# Excerpted data:
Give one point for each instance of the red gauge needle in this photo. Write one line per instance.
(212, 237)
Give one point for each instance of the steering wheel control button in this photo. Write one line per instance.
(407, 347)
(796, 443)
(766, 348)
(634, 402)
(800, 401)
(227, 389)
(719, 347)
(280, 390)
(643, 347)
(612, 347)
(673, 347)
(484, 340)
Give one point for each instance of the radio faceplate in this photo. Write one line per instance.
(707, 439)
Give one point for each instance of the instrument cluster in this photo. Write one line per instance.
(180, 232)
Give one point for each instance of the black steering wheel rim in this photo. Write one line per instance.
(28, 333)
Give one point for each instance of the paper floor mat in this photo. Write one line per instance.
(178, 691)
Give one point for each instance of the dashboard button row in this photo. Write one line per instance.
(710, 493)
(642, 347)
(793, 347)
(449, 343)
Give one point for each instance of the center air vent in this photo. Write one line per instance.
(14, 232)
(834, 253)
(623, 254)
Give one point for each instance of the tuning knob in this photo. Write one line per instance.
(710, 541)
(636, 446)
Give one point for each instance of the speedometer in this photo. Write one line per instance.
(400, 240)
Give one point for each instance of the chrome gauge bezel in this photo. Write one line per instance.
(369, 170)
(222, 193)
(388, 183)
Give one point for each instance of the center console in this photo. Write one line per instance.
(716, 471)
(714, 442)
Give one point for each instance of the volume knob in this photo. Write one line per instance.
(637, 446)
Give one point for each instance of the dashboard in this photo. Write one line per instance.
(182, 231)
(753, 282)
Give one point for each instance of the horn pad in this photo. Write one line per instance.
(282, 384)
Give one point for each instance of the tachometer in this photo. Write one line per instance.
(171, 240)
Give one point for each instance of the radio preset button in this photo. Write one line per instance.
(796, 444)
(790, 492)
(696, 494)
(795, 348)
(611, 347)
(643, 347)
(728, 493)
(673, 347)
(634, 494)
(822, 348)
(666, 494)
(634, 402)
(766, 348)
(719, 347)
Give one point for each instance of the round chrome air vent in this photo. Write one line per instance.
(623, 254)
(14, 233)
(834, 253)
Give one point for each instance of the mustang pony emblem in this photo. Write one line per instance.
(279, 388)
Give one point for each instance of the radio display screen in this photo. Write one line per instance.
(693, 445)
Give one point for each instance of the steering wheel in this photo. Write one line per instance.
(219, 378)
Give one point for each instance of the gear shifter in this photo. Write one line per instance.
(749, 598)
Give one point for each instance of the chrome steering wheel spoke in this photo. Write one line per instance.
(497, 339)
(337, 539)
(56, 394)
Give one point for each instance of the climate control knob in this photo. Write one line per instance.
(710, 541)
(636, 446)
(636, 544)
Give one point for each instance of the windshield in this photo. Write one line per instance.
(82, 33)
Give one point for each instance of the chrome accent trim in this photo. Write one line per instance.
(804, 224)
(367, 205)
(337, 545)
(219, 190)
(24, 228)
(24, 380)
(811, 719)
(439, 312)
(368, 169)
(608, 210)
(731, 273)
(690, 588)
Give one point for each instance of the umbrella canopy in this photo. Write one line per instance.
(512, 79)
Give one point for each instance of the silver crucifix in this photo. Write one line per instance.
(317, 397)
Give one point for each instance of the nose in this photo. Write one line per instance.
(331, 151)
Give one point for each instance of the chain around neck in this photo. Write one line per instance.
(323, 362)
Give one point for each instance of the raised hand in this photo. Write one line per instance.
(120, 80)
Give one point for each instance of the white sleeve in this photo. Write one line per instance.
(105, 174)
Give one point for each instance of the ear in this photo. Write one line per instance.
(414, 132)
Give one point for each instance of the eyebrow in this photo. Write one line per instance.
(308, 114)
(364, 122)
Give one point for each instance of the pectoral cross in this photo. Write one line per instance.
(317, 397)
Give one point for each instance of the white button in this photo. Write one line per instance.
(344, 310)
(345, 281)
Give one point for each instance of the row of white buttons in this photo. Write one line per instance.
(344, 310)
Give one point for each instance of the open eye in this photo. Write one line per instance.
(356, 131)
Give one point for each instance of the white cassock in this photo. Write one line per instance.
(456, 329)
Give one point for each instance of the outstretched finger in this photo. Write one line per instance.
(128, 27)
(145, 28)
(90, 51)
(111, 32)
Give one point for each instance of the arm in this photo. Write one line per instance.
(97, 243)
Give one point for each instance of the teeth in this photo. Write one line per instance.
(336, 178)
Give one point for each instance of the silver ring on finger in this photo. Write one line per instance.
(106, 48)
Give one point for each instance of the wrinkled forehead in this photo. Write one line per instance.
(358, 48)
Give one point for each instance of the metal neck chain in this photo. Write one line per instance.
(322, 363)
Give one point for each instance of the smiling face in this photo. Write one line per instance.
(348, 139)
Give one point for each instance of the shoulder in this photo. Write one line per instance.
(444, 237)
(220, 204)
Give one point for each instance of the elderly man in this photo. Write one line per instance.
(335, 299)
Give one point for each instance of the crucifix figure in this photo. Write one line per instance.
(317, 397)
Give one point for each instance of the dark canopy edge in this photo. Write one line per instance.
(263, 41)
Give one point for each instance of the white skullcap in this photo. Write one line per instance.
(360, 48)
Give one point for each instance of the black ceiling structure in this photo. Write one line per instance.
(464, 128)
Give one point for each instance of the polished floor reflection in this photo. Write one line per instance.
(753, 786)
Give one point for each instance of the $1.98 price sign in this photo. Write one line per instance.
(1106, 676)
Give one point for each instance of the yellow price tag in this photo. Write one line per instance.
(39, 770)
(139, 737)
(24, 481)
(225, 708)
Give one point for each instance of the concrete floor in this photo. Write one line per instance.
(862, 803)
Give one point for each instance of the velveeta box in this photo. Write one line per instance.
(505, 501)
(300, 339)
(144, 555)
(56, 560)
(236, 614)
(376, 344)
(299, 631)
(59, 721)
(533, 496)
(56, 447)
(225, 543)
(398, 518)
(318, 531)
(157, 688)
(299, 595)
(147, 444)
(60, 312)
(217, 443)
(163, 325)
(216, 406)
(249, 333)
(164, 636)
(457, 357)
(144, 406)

# Directive:
Write out exactly the lines of the entries above that run from the line containing "Give one point for each instance of the arm" through the last line, including both.

# Solution to this task:
Give one point for each instance of the arm in this photo. Write one line per instance.
(97, 243)
Give one point for each instance of the teeth in this photo. Write one line per instance.
(336, 178)
Give one point for each instance of the silver ring on finger in this photo. Write one line per instance.
(106, 48)
Give one point for each instance of the wrinkled forehead in this photo. Write one line per instance.
(358, 48)
Give one point for each instance of the metal neck chain in this photo. Write one line per instance.
(322, 363)
Give one point for each instance of the smiling face in this photo. Write one line per instance.
(348, 139)
Give one point for each instance of the shoulder in this photo. Write one line per instance.
(444, 237)
(220, 204)
Give one point for each instance of the elderly man in this photo. Write one line per instance.
(335, 299)
Give one point for each instance of the crucifix figure in this photo. Write one line per instance.
(317, 397)
Give one point for each instance of the dark canopy edge in this photo. Write one line per instance.
(263, 41)
Give one point for each instance of the white skullcap in this photo. Write one line per instance.
(360, 48)
Give one point for each instance of the black ceiling structure in this photo. Write one line per instance.
(464, 128)
Give one point for each instance of the polished floor reflection in this photo. Write one line per instance.
(753, 786)
Give one point for each instance of the $1.98 price sign in this photo. Write one line per instance.
(1106, 676)
Give one point for each instance of the yellow price tag in this photo. Write one line per instance.
(39, 770)
(139, 737)
(24, 481)
(225, 708)
Give one point for each instance of the concrete floor in this photo. Write one line per instance.
(862, 803)
Give one point for each instance of the velveeta box in this photo. Write one line per instance.
(505, 501)
(300, 339)
(144, 555)
(56, 560)
(236, 614)
(376, 344)
(299, 631)
(59, 721)
(533, 496)
(56, 447)
(225, 543)
(398, 518)
(318, 531)
(157, 688)
(299, 595)
(147, 444)
(60, 312)
(217, 443)
(163, 325)
(216, 406)
(249, 333)
(164, 636)
(457, 357)
(144, 406)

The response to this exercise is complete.